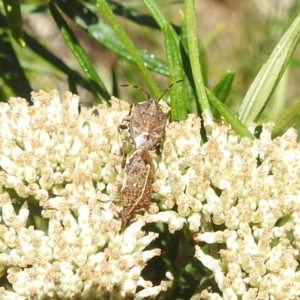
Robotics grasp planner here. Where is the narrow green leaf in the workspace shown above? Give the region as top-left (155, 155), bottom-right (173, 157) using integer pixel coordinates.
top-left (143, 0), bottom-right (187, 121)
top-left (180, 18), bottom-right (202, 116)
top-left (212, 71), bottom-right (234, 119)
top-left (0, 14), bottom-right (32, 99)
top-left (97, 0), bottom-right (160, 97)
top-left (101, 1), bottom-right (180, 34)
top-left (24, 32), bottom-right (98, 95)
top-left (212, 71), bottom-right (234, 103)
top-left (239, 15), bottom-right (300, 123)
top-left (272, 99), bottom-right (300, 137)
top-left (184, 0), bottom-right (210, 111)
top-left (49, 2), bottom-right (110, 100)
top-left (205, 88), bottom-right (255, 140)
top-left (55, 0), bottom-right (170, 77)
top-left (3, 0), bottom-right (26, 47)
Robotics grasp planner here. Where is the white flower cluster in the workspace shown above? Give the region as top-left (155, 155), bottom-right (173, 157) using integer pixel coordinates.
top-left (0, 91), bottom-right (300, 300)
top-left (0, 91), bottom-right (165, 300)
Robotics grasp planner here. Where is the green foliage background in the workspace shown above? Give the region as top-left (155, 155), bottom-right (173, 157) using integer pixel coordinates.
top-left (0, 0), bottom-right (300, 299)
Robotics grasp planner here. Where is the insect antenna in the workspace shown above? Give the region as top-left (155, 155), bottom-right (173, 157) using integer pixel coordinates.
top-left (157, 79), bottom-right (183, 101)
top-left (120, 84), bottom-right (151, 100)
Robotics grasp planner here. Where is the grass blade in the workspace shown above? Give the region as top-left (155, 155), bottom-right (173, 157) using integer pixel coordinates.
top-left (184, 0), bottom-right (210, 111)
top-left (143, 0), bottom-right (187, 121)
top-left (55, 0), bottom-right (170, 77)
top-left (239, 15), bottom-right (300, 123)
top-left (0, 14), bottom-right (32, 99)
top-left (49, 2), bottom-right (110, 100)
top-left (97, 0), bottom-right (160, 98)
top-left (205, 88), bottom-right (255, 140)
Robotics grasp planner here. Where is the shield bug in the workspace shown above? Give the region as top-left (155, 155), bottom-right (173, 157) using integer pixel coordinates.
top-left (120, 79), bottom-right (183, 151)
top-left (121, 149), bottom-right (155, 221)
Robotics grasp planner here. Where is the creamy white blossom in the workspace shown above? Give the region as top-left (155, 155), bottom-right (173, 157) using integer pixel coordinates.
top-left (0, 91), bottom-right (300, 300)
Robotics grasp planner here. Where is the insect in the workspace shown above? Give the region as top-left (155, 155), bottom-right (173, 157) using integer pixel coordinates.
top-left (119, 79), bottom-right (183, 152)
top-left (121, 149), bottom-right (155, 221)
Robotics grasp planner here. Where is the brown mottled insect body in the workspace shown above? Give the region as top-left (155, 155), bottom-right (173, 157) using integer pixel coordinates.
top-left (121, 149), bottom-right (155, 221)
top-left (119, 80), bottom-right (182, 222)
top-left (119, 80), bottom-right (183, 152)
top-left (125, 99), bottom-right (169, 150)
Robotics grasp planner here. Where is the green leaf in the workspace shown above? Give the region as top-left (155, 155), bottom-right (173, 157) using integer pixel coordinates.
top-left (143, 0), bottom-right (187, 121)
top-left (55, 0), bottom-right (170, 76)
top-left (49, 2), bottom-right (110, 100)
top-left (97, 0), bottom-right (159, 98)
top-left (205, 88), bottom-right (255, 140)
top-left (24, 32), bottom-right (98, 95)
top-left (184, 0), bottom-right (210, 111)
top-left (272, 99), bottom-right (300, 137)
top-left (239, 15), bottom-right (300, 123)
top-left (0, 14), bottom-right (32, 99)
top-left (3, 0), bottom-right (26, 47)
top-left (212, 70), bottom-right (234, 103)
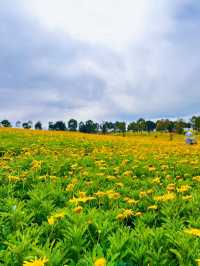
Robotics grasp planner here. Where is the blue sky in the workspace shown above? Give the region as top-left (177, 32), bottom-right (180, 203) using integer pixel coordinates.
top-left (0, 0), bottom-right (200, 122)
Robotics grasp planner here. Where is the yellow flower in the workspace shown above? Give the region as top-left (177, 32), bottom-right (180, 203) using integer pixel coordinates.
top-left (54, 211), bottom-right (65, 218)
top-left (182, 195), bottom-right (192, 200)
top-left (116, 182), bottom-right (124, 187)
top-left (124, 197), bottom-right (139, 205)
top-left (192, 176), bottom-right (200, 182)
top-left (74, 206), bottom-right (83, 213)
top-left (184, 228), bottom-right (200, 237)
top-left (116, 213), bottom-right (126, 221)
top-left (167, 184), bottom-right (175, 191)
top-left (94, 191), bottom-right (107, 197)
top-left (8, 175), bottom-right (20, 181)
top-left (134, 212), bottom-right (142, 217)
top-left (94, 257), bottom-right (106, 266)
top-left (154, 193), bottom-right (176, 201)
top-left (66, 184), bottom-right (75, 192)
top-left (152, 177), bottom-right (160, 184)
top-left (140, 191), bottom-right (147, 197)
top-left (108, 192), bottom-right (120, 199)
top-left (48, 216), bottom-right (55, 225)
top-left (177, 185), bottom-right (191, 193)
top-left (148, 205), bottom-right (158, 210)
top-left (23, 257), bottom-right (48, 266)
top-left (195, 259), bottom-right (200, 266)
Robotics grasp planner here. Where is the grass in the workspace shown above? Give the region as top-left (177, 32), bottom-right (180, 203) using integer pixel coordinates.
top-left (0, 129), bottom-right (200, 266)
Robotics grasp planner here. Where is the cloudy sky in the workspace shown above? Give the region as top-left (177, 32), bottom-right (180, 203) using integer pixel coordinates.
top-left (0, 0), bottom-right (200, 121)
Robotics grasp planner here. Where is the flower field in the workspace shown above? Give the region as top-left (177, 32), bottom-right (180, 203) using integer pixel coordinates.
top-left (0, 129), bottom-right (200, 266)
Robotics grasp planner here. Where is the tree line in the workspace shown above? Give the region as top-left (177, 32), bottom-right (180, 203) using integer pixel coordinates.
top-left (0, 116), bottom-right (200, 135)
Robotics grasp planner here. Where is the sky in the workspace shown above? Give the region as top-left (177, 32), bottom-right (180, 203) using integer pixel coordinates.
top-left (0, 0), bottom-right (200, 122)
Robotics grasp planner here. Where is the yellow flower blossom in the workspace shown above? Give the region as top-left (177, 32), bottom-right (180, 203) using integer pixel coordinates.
+++++
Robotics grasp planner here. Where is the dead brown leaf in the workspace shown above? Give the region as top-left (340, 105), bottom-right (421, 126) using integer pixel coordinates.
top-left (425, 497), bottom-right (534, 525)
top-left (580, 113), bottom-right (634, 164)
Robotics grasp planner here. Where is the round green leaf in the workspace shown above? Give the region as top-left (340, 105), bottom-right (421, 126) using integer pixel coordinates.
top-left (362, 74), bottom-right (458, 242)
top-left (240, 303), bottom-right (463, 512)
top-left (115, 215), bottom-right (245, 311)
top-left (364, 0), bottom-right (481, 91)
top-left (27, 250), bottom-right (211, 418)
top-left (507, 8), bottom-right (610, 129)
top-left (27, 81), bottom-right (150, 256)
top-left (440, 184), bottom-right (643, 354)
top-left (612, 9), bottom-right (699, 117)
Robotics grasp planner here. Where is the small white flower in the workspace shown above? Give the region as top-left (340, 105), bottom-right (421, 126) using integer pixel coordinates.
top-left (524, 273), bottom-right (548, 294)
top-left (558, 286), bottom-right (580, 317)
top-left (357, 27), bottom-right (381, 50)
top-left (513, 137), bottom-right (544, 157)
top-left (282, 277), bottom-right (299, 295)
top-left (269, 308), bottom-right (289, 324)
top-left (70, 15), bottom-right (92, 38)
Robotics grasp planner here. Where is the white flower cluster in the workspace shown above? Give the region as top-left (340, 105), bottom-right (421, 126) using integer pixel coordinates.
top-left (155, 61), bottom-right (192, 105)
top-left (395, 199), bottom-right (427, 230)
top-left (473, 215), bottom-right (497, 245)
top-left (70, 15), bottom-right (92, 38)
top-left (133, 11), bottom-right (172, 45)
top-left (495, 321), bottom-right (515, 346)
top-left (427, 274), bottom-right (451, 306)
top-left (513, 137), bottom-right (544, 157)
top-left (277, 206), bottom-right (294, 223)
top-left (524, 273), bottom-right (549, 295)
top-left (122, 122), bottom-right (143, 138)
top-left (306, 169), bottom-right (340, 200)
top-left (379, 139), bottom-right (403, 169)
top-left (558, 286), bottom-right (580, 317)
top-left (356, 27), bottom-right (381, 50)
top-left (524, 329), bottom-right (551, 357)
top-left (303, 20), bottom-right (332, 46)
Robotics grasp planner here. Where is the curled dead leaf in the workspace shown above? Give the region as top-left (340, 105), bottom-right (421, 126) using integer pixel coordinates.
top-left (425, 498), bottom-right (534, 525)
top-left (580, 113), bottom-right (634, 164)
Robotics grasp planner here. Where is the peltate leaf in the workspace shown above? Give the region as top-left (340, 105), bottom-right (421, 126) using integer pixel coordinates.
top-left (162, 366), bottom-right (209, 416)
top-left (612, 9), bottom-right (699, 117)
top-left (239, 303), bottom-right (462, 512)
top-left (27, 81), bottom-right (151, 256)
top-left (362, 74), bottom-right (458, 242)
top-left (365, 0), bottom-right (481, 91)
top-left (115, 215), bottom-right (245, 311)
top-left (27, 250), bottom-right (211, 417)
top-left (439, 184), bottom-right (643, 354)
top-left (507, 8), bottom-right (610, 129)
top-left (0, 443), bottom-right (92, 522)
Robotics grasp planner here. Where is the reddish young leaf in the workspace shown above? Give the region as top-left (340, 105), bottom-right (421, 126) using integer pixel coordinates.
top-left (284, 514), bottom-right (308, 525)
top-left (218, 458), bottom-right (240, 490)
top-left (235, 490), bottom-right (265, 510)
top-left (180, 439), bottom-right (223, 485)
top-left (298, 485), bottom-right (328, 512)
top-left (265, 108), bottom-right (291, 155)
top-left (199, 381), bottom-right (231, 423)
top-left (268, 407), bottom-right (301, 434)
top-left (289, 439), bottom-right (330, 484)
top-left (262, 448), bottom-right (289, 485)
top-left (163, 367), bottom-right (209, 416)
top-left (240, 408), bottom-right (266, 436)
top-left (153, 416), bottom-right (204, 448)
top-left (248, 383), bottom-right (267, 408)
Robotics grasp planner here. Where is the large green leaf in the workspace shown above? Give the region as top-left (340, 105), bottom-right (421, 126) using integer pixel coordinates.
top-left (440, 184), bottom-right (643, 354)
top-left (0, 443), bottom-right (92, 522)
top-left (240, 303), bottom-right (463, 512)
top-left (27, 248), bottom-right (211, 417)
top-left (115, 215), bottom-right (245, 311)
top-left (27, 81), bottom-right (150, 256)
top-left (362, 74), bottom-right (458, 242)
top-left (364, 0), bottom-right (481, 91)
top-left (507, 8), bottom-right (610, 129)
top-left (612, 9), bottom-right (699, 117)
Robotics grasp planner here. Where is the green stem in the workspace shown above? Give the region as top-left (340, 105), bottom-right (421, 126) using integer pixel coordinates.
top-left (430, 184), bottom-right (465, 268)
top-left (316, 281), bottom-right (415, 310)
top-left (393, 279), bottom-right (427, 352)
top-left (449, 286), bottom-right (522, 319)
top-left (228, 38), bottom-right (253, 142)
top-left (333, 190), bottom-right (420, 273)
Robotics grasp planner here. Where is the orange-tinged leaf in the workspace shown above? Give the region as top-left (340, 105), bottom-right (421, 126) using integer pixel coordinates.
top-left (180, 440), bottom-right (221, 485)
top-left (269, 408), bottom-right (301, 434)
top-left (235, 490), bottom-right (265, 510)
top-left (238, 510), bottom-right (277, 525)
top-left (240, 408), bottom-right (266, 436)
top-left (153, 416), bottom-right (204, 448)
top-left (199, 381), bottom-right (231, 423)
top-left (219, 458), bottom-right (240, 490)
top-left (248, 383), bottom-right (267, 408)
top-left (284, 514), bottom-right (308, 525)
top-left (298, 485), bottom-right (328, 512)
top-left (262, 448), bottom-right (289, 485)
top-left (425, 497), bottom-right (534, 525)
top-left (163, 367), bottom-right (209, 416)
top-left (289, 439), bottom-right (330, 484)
+++++
Reproduce the lines of the listing starting at the one that contains "Robotics grasp planner here. Where is the large" and ending at the one that contains "top-left (27, 248), bottom-right (211, 417)", with both of those lines included.

Robotics grasp planner here. Where is the large green leaf in the workspace shown above? Give the region as top-left (340, 105), bottom-right (421, 126) using integer pixel coordinates.
top-left (440, 184), bottom-right (643, 354)
top-left (0, 443), bottom-right (92, 522)
top-left (240, 303), bottom-right (463, 512)
top-left (27, 248), bottom-right (211, 417)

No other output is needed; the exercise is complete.